(Data excerpts)
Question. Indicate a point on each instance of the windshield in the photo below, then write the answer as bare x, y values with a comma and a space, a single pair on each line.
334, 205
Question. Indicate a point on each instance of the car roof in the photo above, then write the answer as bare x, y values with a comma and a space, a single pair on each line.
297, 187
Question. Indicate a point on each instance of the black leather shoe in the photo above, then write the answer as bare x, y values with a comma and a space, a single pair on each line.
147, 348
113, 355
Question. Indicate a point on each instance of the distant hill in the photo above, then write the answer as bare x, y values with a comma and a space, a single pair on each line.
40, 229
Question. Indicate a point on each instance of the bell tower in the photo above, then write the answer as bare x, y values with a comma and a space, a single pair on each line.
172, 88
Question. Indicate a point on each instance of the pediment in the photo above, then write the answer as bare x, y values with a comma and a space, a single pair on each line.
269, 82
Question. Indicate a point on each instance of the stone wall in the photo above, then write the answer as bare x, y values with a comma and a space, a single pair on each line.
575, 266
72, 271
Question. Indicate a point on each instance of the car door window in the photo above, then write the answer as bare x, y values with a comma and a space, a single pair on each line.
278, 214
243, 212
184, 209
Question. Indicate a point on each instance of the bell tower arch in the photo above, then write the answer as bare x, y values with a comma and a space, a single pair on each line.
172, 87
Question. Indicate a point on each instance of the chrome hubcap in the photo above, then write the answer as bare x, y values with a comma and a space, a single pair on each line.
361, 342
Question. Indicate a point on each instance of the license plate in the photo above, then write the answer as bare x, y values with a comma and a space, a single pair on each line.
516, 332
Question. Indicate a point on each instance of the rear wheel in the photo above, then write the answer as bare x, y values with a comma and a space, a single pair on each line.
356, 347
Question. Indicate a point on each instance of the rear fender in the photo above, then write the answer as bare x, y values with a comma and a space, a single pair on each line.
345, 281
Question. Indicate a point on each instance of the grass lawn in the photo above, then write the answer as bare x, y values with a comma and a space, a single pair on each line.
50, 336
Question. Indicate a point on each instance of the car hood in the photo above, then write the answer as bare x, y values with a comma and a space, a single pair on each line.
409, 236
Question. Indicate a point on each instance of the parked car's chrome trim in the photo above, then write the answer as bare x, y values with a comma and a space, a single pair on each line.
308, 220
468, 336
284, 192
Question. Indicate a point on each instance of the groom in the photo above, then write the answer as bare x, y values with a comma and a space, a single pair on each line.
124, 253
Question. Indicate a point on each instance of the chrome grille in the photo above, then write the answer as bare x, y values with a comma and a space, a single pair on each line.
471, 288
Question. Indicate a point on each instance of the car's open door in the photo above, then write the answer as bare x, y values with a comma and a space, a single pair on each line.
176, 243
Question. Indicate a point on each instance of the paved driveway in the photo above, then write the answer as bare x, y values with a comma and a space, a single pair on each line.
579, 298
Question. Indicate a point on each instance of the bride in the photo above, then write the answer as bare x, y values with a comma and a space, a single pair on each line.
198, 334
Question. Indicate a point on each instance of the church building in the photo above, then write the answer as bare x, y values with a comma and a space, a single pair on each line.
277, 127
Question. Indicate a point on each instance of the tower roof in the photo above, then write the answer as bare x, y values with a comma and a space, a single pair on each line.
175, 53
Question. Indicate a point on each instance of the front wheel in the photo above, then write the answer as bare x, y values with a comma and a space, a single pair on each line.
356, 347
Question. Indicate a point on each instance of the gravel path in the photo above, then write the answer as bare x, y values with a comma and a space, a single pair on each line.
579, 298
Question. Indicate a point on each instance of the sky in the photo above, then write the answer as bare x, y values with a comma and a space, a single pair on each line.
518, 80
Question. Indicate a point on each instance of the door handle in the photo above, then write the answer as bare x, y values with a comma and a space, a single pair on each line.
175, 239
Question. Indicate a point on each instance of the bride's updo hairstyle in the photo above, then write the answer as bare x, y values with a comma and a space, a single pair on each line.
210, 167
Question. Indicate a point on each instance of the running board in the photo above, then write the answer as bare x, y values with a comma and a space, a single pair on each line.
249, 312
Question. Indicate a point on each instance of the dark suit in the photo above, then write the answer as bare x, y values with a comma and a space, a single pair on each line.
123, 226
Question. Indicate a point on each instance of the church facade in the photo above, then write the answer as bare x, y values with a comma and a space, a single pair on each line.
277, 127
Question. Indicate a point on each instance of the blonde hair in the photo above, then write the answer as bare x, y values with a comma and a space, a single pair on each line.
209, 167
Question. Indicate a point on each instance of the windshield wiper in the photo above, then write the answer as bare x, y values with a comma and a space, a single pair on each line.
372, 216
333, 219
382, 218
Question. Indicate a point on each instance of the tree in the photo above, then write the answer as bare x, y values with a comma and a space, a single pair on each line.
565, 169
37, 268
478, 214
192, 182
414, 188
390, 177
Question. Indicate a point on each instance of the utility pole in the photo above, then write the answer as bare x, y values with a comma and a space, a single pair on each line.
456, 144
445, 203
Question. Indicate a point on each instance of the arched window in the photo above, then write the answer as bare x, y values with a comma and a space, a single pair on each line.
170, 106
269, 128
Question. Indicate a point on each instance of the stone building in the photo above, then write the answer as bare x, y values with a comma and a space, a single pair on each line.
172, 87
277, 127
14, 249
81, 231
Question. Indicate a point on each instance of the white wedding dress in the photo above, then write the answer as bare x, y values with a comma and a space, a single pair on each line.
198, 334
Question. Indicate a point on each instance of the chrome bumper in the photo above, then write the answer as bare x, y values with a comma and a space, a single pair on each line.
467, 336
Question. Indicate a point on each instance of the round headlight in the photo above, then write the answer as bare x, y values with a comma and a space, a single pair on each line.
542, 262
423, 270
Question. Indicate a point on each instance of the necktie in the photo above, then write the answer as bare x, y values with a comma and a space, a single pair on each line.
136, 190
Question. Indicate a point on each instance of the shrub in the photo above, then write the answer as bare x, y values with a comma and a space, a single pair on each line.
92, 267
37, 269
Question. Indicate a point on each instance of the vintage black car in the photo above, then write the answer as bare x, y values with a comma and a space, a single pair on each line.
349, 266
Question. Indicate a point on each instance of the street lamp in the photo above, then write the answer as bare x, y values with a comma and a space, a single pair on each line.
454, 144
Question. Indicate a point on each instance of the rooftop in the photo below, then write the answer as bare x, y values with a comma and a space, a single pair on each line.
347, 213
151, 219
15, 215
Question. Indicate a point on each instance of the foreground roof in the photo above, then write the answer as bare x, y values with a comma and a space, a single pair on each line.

[EXERCISE DIRECTIONS] Word for word, write out all the lines shown above.

[RESPONSE BOX]
Question. Indicate a point on each instance of the windshield in the photo below, then write the answer as bare x, y values with a comma and a space, a single pair on each line.
334, 205
Question. Indicate a point on each instance of the car roof in the photo above, then write the answer as bare x, y values with a comma and a space, a single pair on each line.
297, 187
Question. Indicate a point on each instance of the black leather shoe in the photo above, then write the answer as bare x, y values with a comma and a space, a single pair on each line.
147, 348
113, 355
Question. Indicate a point on each instance of the distant hill in the photo above, then write the answer as bare x, y values with a comma and a space, a single pair on each line.
40, 229
Question. Indicate a point on each instance of the bell tower in the photo above, then write the answer as bare x, y values with a comma and a space, a single pair on each line.
172, 88
Question. Indicate a point on each instance of the pediment in the photo above, then write the answer as bare x, y values with a comma and a space, a single pair on each line.
269, 82
Question. Indicate a point on each instance of the stone wall in the photo above, then write the answer as bare x, y values with a comma and a space, a single pair on each line.
575, 266
72, 271
Question. Indicate a point on each instance of the car door window in the photo above, then write the answer as bare x, y values with a comma and a space, a single pair on each line.
278, 214
243, 212
184, 209
Question. Indicate a point on each instance of the bell tower arch in the photo above, then write the answer as bare x, y values with a comma and a space, a single pair on each line.
172, 87
Question. Indicate a point on each instance of the chrome hubcap in the photo above, then write the answer as bare x, y values with a comma and a space, a single pair on each line.
361, 342
Question. Indicate a point on each instance of the license plate in the photo above, then write the answer as bare x, y values with a comma and a space, a single pair on each line.
516, 332
Question. Indicate a point on each instance of the rear wheel in the photo above, then write the answer as bare x, y values with a comma and a space, a single pair on each line.
356, 347
Question. Indicate a point on each instance of the rear fender in the photo above, then write the answer as bare x, y values with a comma and a space, a single pair on each line.
345, 281
Question. Indicate a point on each instance of the grass lawn in the photo above, then write the answer as bare x, y values with a comma and a space, a single pair on each line.
50, 336
Question. Indicate a point on each instance of the car hood in the photo above, then write the answer as bare x, y values with a comma and a space, a single pair on each line.
409, 236
Question. Indicate a point on each instance of the parked car's chrome trim in the photo above, then write the answer as bare x, y values with a comma and a space, a single pair on each line.
308, 220
468, 336
284, 192
Question. Indicate a point on each instance of the groom in the photo above, then write the answer as bare x, y values with a comma and a space, a single pair on each line.
124, 253
Question. Indicate a point on each instance of the chrome grille in the photo above, then write the answer as bare x, y values with a comma and a space, a single pair on each line.
471, 288
Question. Indicate a point on each instance of the car's open door in the photo above, then write the answer as bare x, y values with a comma and a space, a single pair on each line.
176, 243
Question. Indicate a point on each instance of the paved driveway in the photo above, then write the answer as bare x, y values with a comma and a space, a single pair on each line.
579, 298
Question. Indicate a point on each instance of the bride in the photo above, then write the answer as bare x, y values with a comma and a space, a single pair on each line.
198, 334
Question. Indicate a point on each instance of the church building in the photo above, then write the answer as bare x, y values with a comma and a space, a single pair on each line.
277, 127
Question. Indicate a point on each instance of the tower roof in the photo above, then write the answer as bare x, y values with a comma and a space, a single pair on each line.
175, 53
Question. Indicate a point on each instance of the front wheel in the photo above, then write the answer as bare x, y values with a comma and a space, a single pair on each line.
356, 347
Question. Indicate a point on each instance of the gravel path in the photo above, then write the answer as bare x, y values with a comma and a space, a single pair on each line.
579, 298
Question. Indicate a point on each instance of the sky in the photo above, then write the answer as bare x, y values with a comma and a space, a single pair on each line.
518, 80
Question. Indicate a point on each instance of the door handle in the photo above, then write the answer as bare x, y values with a comma and a space, a single pair on each line.
175, 239
Question. Indicate a point on each instance of the bride's updo hairstyle in the photo above, then write the answer as bare x, y values with a comma and a space, a single pair on each line.
210, 167
Question. Indicate a point on each instance of the running board in the photo above, then write the answer as bare x, y values with a comma and a space, a single pair on each line.
249, 312
Question. Indicate a point on each instance of the dark suit in the photo above, then write the answer as bare x, y values with a comma and a space, a single pair on each line.
123, 226
Question. Indicate a point on each instance of the church facade in the photo above, then write the answer as bare x, y values with a comma and a space, a single pair on each line.
277, 127
Question. Indicate a point on each instance of the blonde hair in the photo above, then write the answer as bare x, y values with a comma and a space, a single pair on each line.
209, 167
Question. Indicate a point on each instance of the windshield wiper in the photo above, then write the answer as bare x, y values with a comma and a space, a single pair on each line.
372, 216
333, 219
382, 218
Question. Indicate a point on each instance of the tree in the photo above, then write the answer as bare x, y values with a comma and a space, a single pair on each line.
565, 169
37, 268
478, 214
192, 182
414, 188
390, 177
Question. Indicate a point on each instance of the utility pole in the photo above, then write the answer as bare x, y values with a comma and a space, a single pair on each line.
456, 144
445, 203
Question. Indicate a point on each instance of the arched window in the photo above, then write the answer as bare x, y values with a comma and a space, a single pair on each line.
170, 106
269, 128
Question. Indicate a point on each instance of the stone building in the photo above, then write the answer as bare x, y values with a comma and a space, a single pair on each line.
172, 87
277, 127
14, 249
81, 231
Question. Indicate a point on each instance of the white wedding dress in the photo above, then write the answer as bare x, y values with a comma and a space, a single pair on each line.
198, 334
Question. Indicate a point on each instance of the chrome bumper in the photo above, then write the answer as bare x, y values with a comma and a space, a single pair on each line.
467, 336
Question. Indicate a point on each instance of the round headlight in the photo above, then write the answer as bare x, y values with a comma and a space, a single pair on each line.
542, 262
423, 270
Question. Indicate a point on each instance of the necktie in the photo above, then write the answer as bare x, y values with a comma and a space, a single pair on each line.
136, 190
Question. Indicate a point on each instance of the shrub in the photo above, then write the answer as bare x, y values with a comma and a space, a single pair on each line.
92, 267
37, 269
Question. Indicate a point on each instance of the vintage black car in the photo above, then write the answer as bare x, y values with a comma and a space, a single pair on each line.
349, 266
Question. Indicate a point on each instance of the street lamp in the photo above, then write the answer as bare x, y values with a comma and a space, a single pair on each line.
454, 144
Question. Indicate a point on each instance of the rooftop in the photo below, then write the answer as bare x, y values with a comma and a space, a single pair on each line.
347, 213
151, 219
15, 215
Question. Indicate a point on each instance of the foreground roof in the photo above, then write the answer as bare x, y values with a comma and a space, a single pair on each line.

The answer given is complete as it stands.